▶ _SET PROBLEM 1_
Using the lesson on experimentation and incrementality, decide whether each statement agrees with it: (a) incremental lift is the treatment outcome minus the control outcome; (b) a hypothesis should bundle several changes together; (c) in a geo split, the unit is a user. For each, answer yes or no and quote the words from the lesson that settle it.
▶ _SET PROBLEM 2_
In the landing page hypothesis example from the lesson on experimentation and incrementality, how many fields does the signup form go from and to?

━━━ QUOTED PASSAGE

All courses > Business and Marketing > Digital Marketing ::

Experimentation and Incrementality: Testing What Actually Works

Capítulo 9

Estimated reading time: 10 minutes

Why experimentation (incrementality) complements attribution

Attribution helps you assign credit for conversions across touchpoints. Experimentation helps you answer a different question: did this change cause additional results that would not have happened otherwise? That “additional results” idea is called incrementality.

Incrementality testing is especially useful when:

Multiple channels touch the same people and attribution feels “too good to be true.”
You are changing something (a page, creative, budget) and want causal proof.
You need confidence to scale spend or roll back a change.

The core logic is simple: compare a treatment group (exposed to the change) to a control group (not exposed), while keeping everything else as similar as possible.

Step 1: Write a clear hypothesis

A good hypothesis is specific, measurable, and tied to a user action. Use this structure:

Change: what you will do differently
Audience/scope: who/where it applies
Expected impact: direction and (optionally) size
Primary metric: what will determine success

Examples

Landing page: “If we shorten the signup form from 6 fields to 3 fields for paid search traffic, then signup conversion rate will increase.”
Email: “If we use a benefit-led subject line for trial users, then email click-through rate will increase.”
Budget: “If we increase Brand Search spend by 20% in selected regions, then total purchases will increase versus similar regions with no change.”

Keep hypotheses focused on one change. If you change multiple things at once, you may learn that performance changed, but not why.

Continue in our app.

Listen to the audio with the screen off.
Earn a certificate upon completion.
Over 5000 courses for you to explore!

Or continue reading below...

Download the app

Step 2: Choose a primary metric (and define it)

Your primary metric is the single number that decides whether the test “wins.” Pick a metric that is:

Closest to value (e.g., purchases, qualified leads)
Sensitive enough to move during the test window
Hard to game (avoid metrics that can rise while real outcomes fall)

Common primary metrics by test type

Landing page A/B: conversion rate to signup/purchase, or revenue per visitor
Creative test: cost per acquisition (CPA) or conversion rate from click to purchase (if you can measure it reliably)
Email subject line: click-through rate (CTR) or downstream conversions from email traffic
Budget holdout / geo split: incremental purchases, incremental revenue, or incremental leads

Write the metric definition in plain language (what counts, what time window, what population). Example: “Primary metric = purchases within 7 days of first session during the test period.”

Step 3: Set up control vs treatment

Every incrementality test needs a comparison. The best comparison depends on what you can randomize.

Control vs treatment basics

Treatment: users/regions/campaigns that receive the change
Control: users/regions/campaigns that do not receive the change
Randomization: assign units to control/treatment randomly when possible (reduces bias)

In many digital tests, the “unit” is a user (A/B testing). In other cases, the unit might be a region (geo split) or a campaign budget (holdout).

What you compare

At the end, you compare the primary metric between groups. The difference is your estimated incremental lift:

Incremental lift = (Treatment outcome) - (Control outcome)

━━━━━━
━━━ RECORDS

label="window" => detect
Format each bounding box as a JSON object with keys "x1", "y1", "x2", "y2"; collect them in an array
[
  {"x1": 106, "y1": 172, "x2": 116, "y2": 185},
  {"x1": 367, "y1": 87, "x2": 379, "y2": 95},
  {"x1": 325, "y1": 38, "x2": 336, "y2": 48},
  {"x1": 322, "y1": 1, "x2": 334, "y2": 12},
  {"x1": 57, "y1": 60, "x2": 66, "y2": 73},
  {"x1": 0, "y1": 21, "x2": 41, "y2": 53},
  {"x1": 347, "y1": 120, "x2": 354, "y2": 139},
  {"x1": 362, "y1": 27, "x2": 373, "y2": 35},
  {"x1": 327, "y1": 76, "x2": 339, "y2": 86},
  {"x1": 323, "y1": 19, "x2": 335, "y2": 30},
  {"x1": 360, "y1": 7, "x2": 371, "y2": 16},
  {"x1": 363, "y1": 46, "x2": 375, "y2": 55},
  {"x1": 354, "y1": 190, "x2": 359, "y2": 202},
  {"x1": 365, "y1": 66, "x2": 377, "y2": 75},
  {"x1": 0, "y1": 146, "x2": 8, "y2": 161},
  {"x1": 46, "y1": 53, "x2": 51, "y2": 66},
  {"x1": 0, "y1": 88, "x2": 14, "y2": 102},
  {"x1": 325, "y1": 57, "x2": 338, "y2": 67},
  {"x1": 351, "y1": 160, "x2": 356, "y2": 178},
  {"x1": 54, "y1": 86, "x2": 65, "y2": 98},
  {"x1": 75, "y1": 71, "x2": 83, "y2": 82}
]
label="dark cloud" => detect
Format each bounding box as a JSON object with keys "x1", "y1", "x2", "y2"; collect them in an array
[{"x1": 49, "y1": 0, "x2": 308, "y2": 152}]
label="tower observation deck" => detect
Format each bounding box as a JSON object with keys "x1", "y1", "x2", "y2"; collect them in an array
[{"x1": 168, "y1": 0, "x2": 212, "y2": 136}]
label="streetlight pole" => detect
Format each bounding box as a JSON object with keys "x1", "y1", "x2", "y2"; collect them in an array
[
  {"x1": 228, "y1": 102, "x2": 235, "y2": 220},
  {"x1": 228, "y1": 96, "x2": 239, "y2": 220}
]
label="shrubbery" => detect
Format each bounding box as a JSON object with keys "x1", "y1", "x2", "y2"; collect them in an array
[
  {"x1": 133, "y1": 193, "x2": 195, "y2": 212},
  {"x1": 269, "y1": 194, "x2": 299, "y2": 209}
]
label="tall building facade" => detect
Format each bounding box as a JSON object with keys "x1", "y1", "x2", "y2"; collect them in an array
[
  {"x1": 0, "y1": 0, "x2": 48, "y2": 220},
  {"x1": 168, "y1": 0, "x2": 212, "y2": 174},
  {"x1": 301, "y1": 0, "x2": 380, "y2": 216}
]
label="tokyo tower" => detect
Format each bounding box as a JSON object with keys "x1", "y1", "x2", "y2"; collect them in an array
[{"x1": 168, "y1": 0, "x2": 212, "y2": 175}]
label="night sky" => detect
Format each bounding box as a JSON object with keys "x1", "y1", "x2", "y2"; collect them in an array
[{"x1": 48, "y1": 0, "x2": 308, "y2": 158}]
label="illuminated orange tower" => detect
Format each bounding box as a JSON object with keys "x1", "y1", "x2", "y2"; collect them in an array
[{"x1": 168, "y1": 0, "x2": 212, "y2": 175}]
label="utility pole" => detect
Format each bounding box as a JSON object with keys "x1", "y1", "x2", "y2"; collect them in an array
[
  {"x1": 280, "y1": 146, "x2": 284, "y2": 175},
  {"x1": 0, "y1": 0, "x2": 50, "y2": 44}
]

━━━━━━

▶ _FULL OUTPUT 1_
(a) Yes: "Incremental lift = (Treatment outcome) - (Control outcome)"
(b) No: "Keep hypotheses focused on one change."
(c) No: "In other cases, the unit might be a region (geo split)"

▶ _FULL OUTPUT 2_
From 6 fields to 3 fields.